[Data provided]

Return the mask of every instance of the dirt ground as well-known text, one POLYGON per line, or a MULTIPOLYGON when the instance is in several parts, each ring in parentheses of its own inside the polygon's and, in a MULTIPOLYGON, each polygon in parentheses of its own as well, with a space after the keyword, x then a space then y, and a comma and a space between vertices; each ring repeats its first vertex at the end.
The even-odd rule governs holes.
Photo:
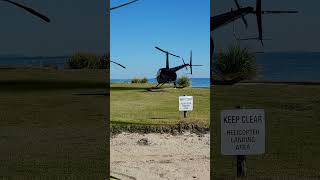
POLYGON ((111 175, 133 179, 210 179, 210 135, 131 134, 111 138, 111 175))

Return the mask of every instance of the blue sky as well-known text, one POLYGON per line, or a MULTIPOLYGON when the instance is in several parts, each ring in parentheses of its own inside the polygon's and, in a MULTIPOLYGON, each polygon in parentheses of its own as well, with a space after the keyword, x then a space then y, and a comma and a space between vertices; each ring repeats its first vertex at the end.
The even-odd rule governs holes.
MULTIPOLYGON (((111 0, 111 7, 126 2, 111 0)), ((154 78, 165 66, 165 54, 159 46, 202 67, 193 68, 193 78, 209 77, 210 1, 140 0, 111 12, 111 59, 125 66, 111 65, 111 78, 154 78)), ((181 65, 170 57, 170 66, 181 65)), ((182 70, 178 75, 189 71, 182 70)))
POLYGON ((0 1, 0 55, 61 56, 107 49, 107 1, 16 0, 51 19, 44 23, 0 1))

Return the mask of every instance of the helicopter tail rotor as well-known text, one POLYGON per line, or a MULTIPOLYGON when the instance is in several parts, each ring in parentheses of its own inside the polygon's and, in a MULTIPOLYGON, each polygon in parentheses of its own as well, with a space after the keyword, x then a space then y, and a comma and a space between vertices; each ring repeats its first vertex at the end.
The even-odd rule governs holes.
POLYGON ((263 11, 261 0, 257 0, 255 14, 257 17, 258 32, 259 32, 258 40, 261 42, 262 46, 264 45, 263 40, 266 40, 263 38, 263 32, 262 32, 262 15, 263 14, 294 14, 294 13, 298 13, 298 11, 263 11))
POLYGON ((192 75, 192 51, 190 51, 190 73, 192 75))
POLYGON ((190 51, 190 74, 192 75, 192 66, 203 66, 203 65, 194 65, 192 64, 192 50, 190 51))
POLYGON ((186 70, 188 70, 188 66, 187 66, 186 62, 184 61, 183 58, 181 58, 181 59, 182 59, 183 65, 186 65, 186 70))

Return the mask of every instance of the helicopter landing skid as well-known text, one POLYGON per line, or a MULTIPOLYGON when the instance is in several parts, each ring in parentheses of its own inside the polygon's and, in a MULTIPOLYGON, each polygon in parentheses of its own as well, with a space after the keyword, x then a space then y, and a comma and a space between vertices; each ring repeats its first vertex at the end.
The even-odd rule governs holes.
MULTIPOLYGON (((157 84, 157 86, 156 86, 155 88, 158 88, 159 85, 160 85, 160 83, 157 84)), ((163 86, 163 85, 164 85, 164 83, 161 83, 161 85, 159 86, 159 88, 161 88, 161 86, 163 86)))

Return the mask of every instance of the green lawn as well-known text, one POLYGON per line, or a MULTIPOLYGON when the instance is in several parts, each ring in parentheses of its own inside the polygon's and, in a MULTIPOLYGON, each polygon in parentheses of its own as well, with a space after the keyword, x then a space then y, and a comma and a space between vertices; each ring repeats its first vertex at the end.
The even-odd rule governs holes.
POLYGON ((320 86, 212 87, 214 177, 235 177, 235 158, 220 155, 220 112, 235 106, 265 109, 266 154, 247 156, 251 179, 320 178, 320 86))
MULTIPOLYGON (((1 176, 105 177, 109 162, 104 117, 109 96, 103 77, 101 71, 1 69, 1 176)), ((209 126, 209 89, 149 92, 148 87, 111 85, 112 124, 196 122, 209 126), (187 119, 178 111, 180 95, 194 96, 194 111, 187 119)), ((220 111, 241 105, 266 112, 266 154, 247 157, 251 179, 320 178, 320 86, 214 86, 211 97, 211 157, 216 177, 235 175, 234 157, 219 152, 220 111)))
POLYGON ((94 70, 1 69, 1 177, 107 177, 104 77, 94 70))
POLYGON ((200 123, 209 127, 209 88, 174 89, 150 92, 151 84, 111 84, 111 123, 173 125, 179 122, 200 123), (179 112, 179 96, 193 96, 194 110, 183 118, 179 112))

[/Data provided]

▸ Try it: The answer is the entries above, given again exactly, with no pictures among them.

▸ Answer for this exercise:
Return the mask of every instance of the dirt ground as well-known text, one POLYGON per line, or a MULTIPOLYGON when the instance is in several parts, each ring in parentheses of its own inside the polygon's and, in a MULTIPOLYGON, each polygon in parentheses of its own as well, with a space after the keyword, x then a space then y, and a comma and a space between vertices; each ring repeats its first vertex at the end.
The even-odd rule governs holes.
Photo:
POLYGON ((111 175, 133 179, 210 179, 210 135, 131 134, 111 138, 111 175))

Return the mask of every instance of the blue sky as well-known text, one POLYGON per line, or a MULTIPOLYGON when the instance is in several parts, each ring in parentheses of its own inside the polygon's and, in a MULTIPOLYGON, each polygon in parentheses of its own as well, with a space after the keyword, x then a space then y, and a comma and a space between vertices; each ring repeats its first vertex at the end.
The even-odd rule governs holes.
MULTIPOLYGON (((111 0, 111 7, 126 2, 111 0)), ((154 78, 165 66, 165 54, 159 46, 202 67, 193 68, 193 78, 209 77, 210 1, 140 0, 111 12, 111 59, 125 66, 111 65, 111 78, 154 78)), ((181 65, 170 57, 170 66, 181 65)), ((182 70, 178 75, 189 71, 182 70)))
POLYGON ((0 1, 0 55, 61 56, 107 49, 107 1, 16 0, 51 19, 44 23, 0 1))

Return the mask of every instance of the helicopter tail rotor as well-known text, one POLYGON per line, or a MULTIPOLYGON when the instance is in several parts, each ring in parentheses of its own inside the polygon's and, in a MULTIPOLYGON, each polygon in parentheses of its own as well, with a space after the keyword, x then a space then y, and a comma and a space between vertices; each ring repeats its first vertex at the end.
The even-odd rule governs holes.
POLYGON ((263 11, 261 0, 257 0, 255 14, 257 17, 258 32, 259 32, 258 40, 261 42, 262 46, 264 45, 263 40, 266 40, 263 38, 263 32, 262 32, 262 15, 263 14, 294 14, 294 13, 298 13, 298 11, 263 11))
POLYGON ((192 75, 192 51, 190 51, 190 73, 192 75))
POLYGON ((190 51, 190 74, 192 75, 192 66, 203 66, 203 65, 194 65, 192 64, 192 50, 190 51))
POLYGON ((186 70, 188 70, 188 66, 187 66, 186 62, 184 61, 183 58, 181 58, 181 59, 182 59, 183 65, 186 65, 186 70))

Return the mask of every instance of the helicopter landing skid as well-known text, one POLYGON per line, or a MULTIPOLYGON when the instance is in several parts, each ring in parentheses of its own inside the polygon's and, in a MULTIPOLYGON, each polygon in parentheses of its own as well, with a space after the keyword, x then a space then y, and a comma and a space between vertices; each ring repeats its first vertex at the end.
The even-odd rule governs holes.
MULTIPOLYGON (((157 84, 157 86, 156 86, 155 88, 158 88, 159 85, 160 85, 160 83, 157 84)), ((163 86, 163 85, 164 85, 164 83, 161 83, 161 85, 159 86, 159 88, 161 88, 161 86, 163 86)))

Return the mask of every instance of the green lawn as well-known text, one POLYGON per line, or a MULTIPOLYGON when the instance is in several parts, each ring in parentheses of its own inside the polygon's and, in a MULTIPOLYGON, each polygon in parentheses of its own as well, with a space after the keyword, x then a space then y, and a comma and a space between vertices; each ring repeats its first vertex at the end.
The even-odd rule governs holes.
POLYGON ((320 86, 212 87, 214 177, 235 177, 235 158, 220 155, 220 112, 235 106, 265 109, 266 154, 247 156, 251 179, 320 178, 320 86))
MULTIPOLYGON (((1 176, 105 177, 109 162, 104 117, 109 96, 103 77, 101 71, 1 69, 1 176)), ((209 126, 209 89, 149 92, 148 87, 111 85, 112 124, 196 122, 209 126), (187 119, 178 111, 180 95, 194 96, 194 111, 187 119)), ((220 111, 241 105, 266 112, 266 154, 247 157, 251 179, 320 178, 320 86, 214 86, 211 97, 211 157, 216 177, 235 175, 234 157, 219 152, 220 111)))
POLYGON ((94 70, 1 69, 1 177, 107 177, 104 77, 94 70))
POLYGON ((200 123, 209 127, 209 88, 174 89, 150 92, 151 84, 111 84, 111 123, 173 125, 179 122, 200 123), (179 112, 179 96, 193 96, 194 110, 183 118, 179 112))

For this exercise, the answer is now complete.